[start RECORDS FOR THE TASK]

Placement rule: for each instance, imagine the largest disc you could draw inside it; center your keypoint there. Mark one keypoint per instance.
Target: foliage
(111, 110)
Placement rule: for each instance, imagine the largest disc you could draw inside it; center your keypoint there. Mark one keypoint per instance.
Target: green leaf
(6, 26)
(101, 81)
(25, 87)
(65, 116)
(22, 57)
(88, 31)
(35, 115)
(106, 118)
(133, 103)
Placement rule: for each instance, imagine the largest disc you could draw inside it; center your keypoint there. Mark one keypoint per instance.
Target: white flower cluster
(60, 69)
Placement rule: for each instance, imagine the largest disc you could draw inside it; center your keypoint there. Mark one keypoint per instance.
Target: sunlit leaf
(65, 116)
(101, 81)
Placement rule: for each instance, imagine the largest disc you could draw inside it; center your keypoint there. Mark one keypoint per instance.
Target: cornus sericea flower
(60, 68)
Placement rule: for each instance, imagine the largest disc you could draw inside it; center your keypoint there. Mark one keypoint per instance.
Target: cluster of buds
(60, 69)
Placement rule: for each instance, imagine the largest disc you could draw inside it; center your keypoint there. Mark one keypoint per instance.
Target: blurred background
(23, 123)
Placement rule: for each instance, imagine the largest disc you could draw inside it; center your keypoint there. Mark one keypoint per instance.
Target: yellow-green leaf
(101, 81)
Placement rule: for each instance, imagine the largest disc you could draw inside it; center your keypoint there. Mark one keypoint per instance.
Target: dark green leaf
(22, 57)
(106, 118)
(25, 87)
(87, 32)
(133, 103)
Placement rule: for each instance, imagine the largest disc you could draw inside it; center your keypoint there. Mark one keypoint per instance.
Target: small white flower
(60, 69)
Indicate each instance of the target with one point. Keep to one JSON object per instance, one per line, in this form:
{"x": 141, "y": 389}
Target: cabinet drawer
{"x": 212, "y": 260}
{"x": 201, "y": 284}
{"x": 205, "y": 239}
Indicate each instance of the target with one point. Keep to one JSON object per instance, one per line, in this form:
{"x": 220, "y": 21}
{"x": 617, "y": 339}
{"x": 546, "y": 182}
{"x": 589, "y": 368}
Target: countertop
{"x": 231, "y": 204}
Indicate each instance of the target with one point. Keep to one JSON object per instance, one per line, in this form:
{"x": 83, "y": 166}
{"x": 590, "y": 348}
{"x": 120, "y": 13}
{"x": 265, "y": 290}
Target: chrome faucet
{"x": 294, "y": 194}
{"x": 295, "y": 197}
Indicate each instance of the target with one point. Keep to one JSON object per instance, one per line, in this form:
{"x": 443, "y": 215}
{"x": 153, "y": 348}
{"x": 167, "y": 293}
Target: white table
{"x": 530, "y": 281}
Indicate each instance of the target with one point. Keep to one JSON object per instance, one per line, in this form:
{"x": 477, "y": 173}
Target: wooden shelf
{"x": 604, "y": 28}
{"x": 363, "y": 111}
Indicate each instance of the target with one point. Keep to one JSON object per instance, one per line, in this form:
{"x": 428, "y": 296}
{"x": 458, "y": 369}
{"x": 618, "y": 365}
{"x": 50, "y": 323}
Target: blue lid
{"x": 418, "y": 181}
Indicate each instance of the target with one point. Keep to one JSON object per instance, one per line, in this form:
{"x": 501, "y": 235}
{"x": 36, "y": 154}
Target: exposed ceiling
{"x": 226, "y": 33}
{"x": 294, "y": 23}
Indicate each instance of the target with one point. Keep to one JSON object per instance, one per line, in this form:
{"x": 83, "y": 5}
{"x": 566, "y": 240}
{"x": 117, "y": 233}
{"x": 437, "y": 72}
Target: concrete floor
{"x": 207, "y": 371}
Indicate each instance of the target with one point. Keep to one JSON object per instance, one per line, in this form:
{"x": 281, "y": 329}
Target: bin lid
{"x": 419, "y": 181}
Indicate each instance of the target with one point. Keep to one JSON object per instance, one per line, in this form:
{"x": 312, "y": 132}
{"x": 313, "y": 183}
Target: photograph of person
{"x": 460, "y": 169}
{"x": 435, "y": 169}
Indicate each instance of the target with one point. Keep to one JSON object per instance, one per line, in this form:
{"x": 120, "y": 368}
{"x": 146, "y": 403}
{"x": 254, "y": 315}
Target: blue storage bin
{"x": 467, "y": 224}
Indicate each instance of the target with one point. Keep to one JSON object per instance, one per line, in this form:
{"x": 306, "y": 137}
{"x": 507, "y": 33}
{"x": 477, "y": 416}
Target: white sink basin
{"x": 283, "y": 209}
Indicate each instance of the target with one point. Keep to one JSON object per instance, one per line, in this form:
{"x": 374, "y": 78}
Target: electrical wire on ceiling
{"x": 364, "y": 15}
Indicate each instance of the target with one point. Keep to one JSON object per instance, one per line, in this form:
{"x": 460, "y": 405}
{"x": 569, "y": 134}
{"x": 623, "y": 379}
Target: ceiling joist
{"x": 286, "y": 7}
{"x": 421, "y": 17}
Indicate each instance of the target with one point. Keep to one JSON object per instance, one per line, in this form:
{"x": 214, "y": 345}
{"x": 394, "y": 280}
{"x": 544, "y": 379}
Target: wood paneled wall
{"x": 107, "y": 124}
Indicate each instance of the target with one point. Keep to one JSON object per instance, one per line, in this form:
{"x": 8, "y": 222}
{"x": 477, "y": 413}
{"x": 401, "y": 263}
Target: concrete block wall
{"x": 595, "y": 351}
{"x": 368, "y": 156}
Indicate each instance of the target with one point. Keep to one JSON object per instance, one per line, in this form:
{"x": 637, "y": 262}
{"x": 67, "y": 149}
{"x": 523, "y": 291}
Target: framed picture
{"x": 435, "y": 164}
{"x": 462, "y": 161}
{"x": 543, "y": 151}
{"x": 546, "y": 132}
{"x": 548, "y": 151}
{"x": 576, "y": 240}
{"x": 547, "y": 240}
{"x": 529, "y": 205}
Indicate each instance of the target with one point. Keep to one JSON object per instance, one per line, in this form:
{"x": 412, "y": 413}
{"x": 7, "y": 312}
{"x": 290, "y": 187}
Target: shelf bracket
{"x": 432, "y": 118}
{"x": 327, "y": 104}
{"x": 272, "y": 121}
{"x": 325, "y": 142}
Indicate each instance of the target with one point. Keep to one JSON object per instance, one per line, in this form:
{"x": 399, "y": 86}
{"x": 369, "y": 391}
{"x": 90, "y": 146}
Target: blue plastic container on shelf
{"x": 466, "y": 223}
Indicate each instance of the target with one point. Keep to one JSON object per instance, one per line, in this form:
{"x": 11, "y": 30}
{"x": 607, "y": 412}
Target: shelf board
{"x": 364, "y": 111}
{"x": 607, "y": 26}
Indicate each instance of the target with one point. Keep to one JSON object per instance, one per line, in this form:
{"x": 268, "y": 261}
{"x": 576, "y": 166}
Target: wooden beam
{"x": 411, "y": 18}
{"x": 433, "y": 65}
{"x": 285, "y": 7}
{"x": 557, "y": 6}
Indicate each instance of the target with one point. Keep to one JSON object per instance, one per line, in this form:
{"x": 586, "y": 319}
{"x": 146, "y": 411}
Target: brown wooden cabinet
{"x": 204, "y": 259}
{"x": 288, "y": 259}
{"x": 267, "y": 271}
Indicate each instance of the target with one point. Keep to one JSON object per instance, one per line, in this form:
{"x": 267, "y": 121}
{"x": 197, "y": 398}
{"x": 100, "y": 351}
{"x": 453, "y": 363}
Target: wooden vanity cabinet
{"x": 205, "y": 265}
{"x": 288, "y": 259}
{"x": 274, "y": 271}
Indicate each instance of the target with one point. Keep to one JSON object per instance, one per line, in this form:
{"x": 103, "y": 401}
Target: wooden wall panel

[end RECORDS FOR THE TASK]
[start RECORDS FOR THE TASK]

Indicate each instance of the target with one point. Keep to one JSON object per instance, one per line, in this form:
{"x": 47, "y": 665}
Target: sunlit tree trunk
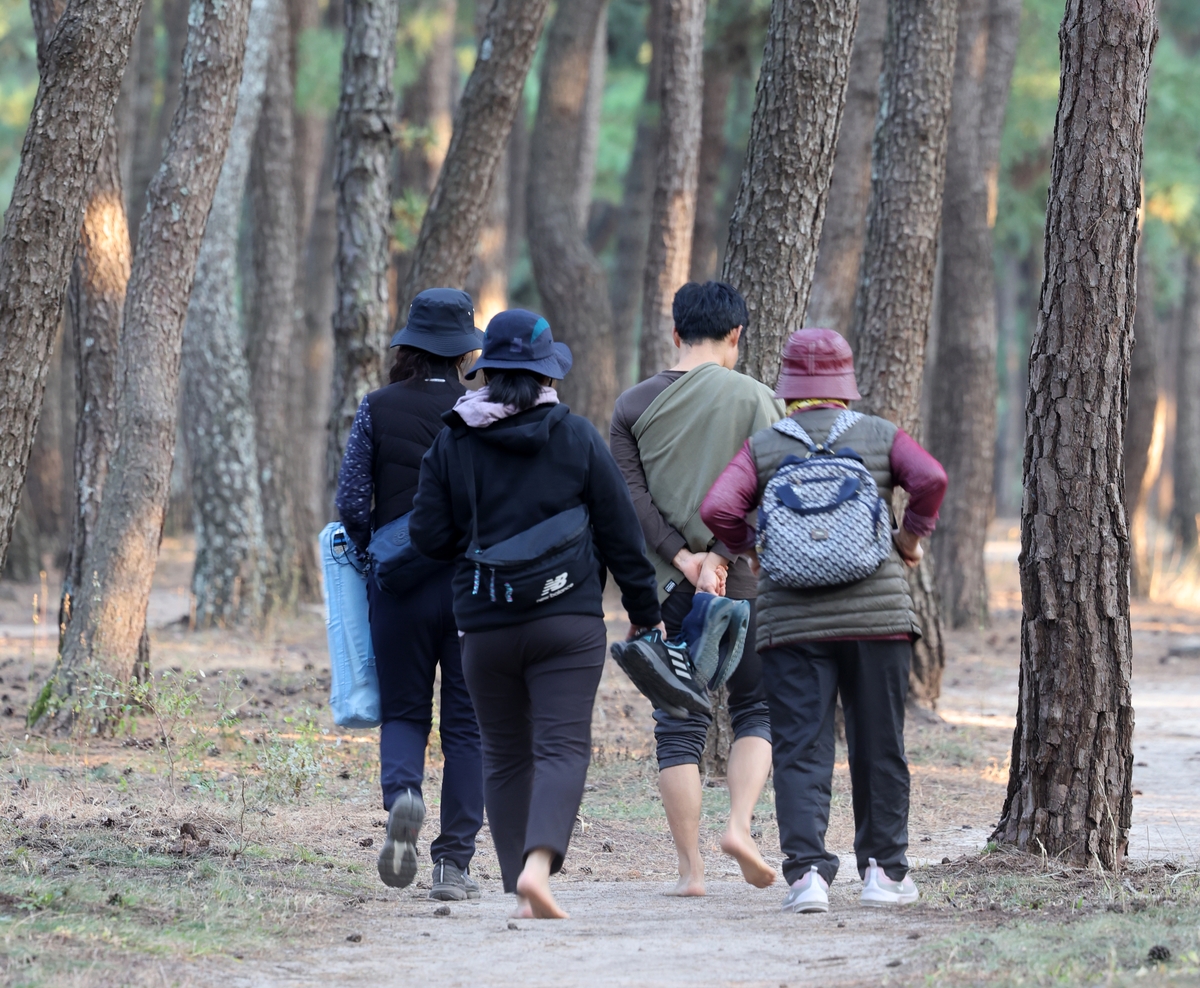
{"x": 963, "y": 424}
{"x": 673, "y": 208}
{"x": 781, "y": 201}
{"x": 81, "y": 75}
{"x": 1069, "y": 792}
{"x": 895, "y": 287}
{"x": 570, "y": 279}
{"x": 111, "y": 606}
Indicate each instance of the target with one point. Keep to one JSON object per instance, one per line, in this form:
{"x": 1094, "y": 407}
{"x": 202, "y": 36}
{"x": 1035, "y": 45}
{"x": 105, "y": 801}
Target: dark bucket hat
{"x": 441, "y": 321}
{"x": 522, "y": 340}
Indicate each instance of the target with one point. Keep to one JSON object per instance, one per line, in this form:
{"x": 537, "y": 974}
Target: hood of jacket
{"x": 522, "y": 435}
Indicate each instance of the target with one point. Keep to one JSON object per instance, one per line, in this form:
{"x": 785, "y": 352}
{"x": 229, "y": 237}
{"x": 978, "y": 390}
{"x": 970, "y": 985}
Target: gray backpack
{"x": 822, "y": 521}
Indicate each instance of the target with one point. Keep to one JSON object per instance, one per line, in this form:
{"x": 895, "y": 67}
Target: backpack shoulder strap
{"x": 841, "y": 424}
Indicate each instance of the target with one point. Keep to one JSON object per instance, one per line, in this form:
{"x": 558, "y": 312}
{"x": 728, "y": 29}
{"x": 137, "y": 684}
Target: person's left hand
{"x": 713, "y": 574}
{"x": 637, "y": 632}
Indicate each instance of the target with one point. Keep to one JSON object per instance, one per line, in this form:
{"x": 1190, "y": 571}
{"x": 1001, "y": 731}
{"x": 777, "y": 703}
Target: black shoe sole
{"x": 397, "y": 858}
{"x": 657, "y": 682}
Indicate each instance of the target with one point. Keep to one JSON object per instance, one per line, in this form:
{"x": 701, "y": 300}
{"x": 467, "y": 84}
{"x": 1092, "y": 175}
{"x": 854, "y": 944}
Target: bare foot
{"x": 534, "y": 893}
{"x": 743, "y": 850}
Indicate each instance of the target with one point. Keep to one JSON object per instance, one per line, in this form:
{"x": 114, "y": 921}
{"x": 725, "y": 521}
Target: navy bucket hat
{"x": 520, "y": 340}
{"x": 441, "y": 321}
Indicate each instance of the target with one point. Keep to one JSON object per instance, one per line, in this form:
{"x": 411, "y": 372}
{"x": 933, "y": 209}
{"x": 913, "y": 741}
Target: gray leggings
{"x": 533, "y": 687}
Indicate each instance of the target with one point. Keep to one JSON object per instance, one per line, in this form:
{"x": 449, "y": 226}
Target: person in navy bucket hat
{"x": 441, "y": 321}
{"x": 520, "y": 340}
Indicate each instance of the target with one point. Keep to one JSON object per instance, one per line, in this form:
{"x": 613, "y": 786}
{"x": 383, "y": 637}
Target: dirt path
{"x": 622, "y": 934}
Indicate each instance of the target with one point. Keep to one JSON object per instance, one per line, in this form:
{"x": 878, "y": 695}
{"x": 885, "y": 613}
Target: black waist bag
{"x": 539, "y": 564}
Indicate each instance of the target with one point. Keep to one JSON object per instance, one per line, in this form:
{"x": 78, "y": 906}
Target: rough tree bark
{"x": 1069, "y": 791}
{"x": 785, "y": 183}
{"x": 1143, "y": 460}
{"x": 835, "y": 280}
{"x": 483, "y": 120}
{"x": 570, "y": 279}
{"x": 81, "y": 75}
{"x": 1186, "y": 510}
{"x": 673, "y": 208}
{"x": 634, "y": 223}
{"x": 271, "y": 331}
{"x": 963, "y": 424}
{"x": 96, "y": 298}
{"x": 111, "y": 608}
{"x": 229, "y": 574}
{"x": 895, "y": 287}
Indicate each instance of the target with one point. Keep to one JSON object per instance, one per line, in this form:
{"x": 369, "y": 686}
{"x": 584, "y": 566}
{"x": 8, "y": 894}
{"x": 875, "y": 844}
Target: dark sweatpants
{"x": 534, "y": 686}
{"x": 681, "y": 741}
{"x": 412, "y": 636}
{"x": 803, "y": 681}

[end RECORDS FOR THE TASK]
[start RECORDS FOR THE TASK]

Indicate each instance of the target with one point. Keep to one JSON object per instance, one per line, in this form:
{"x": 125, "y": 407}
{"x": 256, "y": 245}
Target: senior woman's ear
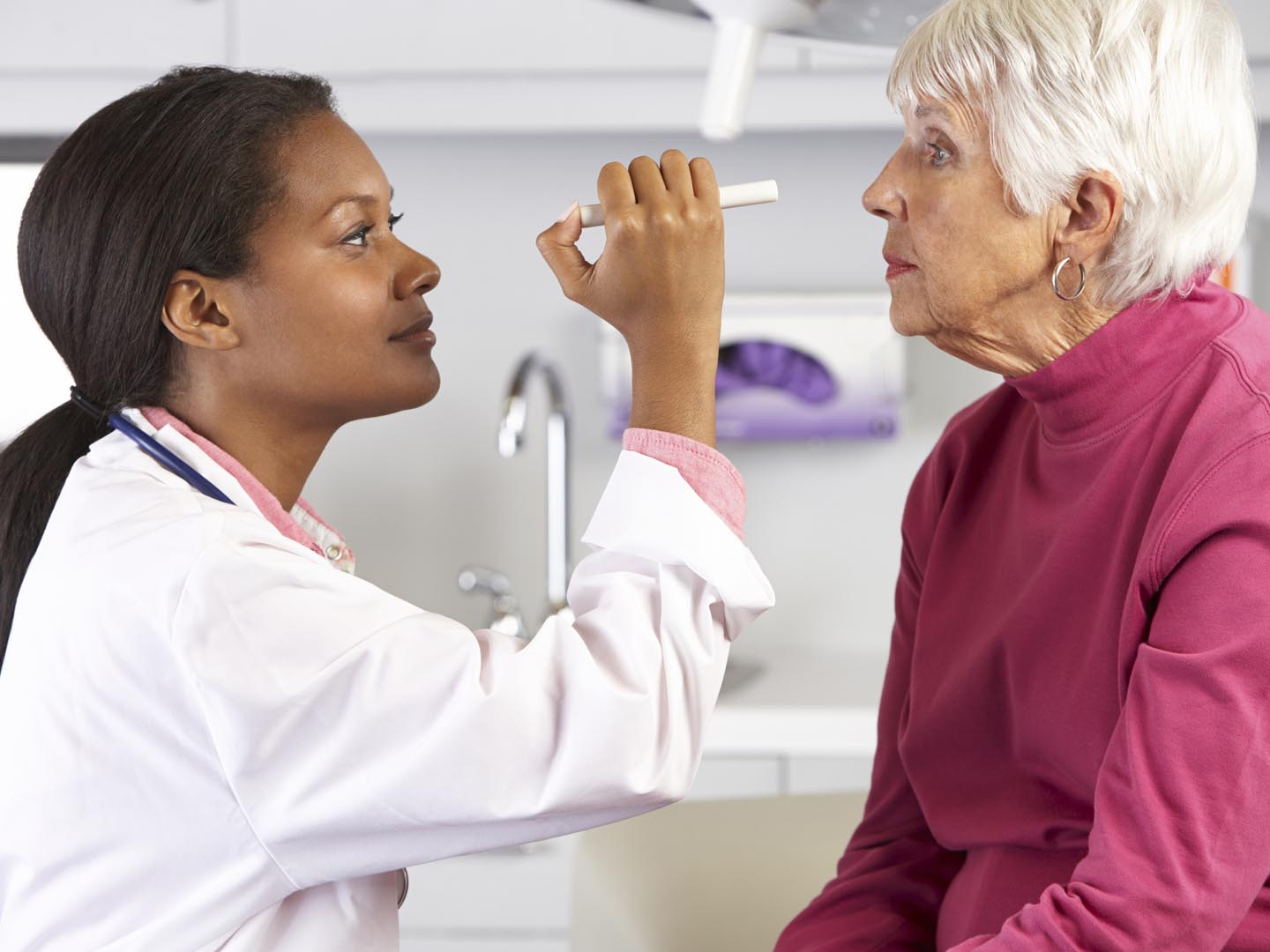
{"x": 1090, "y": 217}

[end RECORDS FOR THE TASK]

- [TASK DIRECTIONS] Which lines in the rows above contain the string "white"? Return each such line in full, and count only matches with the same case.

- [CORRECT OUTPUT]
Target: white flower cluster
Target: small white flower
Target: white table
Target: white sink basin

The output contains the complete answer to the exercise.